## GOAL
Render the listing below as a numbered list, leaving out any blank lines.
-.-.-
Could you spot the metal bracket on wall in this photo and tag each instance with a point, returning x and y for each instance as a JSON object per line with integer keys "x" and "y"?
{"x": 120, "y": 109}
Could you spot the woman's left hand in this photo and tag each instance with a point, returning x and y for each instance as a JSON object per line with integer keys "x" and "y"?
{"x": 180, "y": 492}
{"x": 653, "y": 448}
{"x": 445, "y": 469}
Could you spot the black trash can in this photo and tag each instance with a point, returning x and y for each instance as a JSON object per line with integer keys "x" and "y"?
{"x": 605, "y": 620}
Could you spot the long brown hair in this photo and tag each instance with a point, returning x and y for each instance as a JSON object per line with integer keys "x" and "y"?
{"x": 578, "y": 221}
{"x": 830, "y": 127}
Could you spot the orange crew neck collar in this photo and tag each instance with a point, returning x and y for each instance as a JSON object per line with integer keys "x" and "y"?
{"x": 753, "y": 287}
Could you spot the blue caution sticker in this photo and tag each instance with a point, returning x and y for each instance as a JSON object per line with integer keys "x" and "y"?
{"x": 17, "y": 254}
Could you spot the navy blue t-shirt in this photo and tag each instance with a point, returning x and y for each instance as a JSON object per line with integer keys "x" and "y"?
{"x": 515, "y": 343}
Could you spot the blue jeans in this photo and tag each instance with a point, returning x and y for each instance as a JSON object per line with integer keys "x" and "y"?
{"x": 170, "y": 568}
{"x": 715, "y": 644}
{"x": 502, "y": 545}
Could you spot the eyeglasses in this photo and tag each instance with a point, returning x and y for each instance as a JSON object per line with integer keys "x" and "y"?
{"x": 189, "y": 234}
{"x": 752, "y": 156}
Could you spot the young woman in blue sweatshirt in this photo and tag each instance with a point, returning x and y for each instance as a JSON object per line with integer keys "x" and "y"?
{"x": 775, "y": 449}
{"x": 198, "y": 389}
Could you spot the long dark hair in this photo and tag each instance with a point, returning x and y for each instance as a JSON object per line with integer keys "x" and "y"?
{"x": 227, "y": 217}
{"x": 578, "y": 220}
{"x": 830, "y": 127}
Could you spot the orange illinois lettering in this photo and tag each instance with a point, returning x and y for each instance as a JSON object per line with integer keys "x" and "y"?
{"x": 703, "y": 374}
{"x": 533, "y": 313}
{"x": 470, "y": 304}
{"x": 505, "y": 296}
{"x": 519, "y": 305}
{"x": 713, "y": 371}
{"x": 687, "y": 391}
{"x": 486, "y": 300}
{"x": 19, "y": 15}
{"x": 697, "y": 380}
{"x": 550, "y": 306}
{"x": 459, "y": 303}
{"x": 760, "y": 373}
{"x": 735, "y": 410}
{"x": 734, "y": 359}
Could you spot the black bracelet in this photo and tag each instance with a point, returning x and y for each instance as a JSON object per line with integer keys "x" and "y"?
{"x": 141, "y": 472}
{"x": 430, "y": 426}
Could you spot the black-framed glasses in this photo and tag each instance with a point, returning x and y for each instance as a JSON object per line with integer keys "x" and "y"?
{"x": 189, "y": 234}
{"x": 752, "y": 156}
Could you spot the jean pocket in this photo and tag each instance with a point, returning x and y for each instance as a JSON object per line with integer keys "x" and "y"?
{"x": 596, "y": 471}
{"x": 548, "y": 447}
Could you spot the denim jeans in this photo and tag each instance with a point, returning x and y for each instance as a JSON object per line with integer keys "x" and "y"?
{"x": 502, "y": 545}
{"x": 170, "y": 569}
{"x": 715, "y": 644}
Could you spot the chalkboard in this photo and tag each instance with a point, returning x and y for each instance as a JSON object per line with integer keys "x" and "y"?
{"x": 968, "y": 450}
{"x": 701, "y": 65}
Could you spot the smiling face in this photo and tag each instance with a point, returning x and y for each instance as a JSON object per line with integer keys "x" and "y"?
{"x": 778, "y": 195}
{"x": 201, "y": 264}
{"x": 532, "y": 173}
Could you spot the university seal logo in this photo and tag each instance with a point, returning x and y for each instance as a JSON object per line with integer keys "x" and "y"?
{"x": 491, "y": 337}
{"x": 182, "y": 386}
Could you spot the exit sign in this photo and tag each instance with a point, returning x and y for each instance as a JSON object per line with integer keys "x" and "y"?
-.-.-
## CORRECT ANSWER
1. Could you spot the metal bracket on wall in this photo and tag each instance with a point, returning x and y for each instance as a JSON object per line with integer keys "x" and "y"?
2. {"x": 120, "y": 109}
3. Could you spot the woman's left hand in this photo and tag each instance with a point, returning x and y for each instance as a JSON object per line with integer keys "x" and "y"?
4. {"x": 180, "y": 492}
5. {"x": 653, "y": 448}
6. {"x": 445, "y": 469}
7. Could you spot the black trash can in this photo and tag each instance with a point, returning x and y for each instance as a JSON object per line with integer keys "x" and "y"?
8. {"x": 605, "y": 620}
9. Could you spot the long brown hair in this photo and tag each instance with a point, returning x and y for each instance as a JSON object per line with integer keys "x" and "y"?
10. {"x": 578, "y": 221}
11. {"x": 830, "y": 127}
12. Could you spot the orange crew neck collar in this photo and tag each instance with a point, returning x and y for each instance as a JSON object per line with integer keys "x" and "y"?
13. {"x": 753, "y": 287}
14. Could you spot the blue caution sticker in this photo and tag each instance with a point, returning x and y for each instance as a JSON object per line with integer keys "x" and "y"?
15. {"x": 17, "y": 254}
16. Could you spot the navy blue t-shirt in this photo and tag each instance with a point, returning x and y for each instance as a JSON object per line with integer keys "x" and "y"?
17. {"x": 515, "y": 343}
18. Could you spot the blue jeans in this photo and tag each instance with a point, returning x and y for each instance as a JSON object per line with integer keys "x" and "y"?
19. {"x": 170, "y": 568}
20. {"x": 715, "y": 644}
21. {"x": 502, "y": 545}
22. Could you spot the eyeglasses in this photo and tag each instance with a point, returning x and y for each instance as a JSON object per line with integer keys "x" and "y"?
23. {"x": 189, "y": 234}
24. {"x": 752, "y": 156}
25. Could you spot the young woman in blue sweatshirt in this photo and tag each instance with a point, returning x and y for each instance as a JSON object per line with integer keys "x" and "y"?
26. {"x": 775, "y": 449}
27. {"x": 198, "y": 389}
28. Could you spot the long dark hair in this photo and tag each instance with a point, returning x and y for each instance as a JSON object per line with integer keys "x" and "y"?
29. {"x": 227, "y": 217}
30. {"x": 578, "y": 220}
31. {"x": 830, "y": 127}
32. Could you spot the orange illinois lettering in this photo and tag each instance with a point, returning x and y for each instance as a JSON object per line with integer keys "x" and "y"?
33. {"x": 703, "y": 374}
34. {"x": 533, "y": 313}
35. {"x": 470, "y": 304}
36. {"x": 505, "y": 296}
37. {"x": 519, "y": 305}
38. {"x": 713, "y": 371}
39. {"x": 687, "y": 391}
40. {"x": 486, "y": 300}
41. {"x": 19, "y": 15}
42. {"x": 697, "y": 380}
43. {"x": 550, "y": 306}
44. {"x": 459, "y": 303}
45. {"x": 760, "y": 373}
46. {"x": 735, "y": 410}
47. {"x": 734, "y": 359}
48. Could you spot the black bracelet in this photo and tag each instance with a point, returning x and y for each instance as a JSON object per line with integer keys "x" and "y"?
49. {"x": 141, "y": 472}
50. {"x": 430, "y": 426}
51. Could you spot the black-framed glasses in this photo and tag each instance with a point, returning x and y for each instance as a JSON object per line with integer keys "x" and "y"?
52. {"x": 189, "y": 234}
53. {"x": 752, "y": 156}
54. Could you spot the jean pocket in this photo and tag each instance with a point, returning x and y for each instance as a JSON object per line with integer keys "x" and "y"?
55. {"x": 596, "y": 471}
56. {"x": 548, "y": 447}
57. Could you spot the denim jeans in this photo and tag each instance with a point, returning x and y for each instance as a JSON object per line with integer keys "x" and "y"?
58. {"x": 502, "y": 545}
59. {"x": 170, "y": 569}
60. {"x": 715, "y": 644}
61. Could you spot the chalkboard in this photo and tag each instance with a point, returning x and y for each instance as a JSON object per line with integer keys "x" and "y"?
62. {"x": 968, "y": 450}
63. {"x": 701, "y": 65}
64. Could you spot the smiling face in this photo and tag each instance with a point, returning x and y for each instance as a JSON object per line with integer keys "x" and "y"?
65. {"x": 778, "y": 195}
66. {"x": 201, "y": 264}
67. {"x": 532, "y": 173}
68. Could you spot the university seal logo in this photo and tag each instance with a point, returning x and y for each instance as a JSON object per line with integer keys "x" and "y"?
69. {"x": 491, "y": 337}
70. {"x": 182, "y": 386}
71. Could you spot the exit sign in this photo and tag each instance with a point, returning x and y for each instance as a JSON object per line with integer keys "x" and "y"?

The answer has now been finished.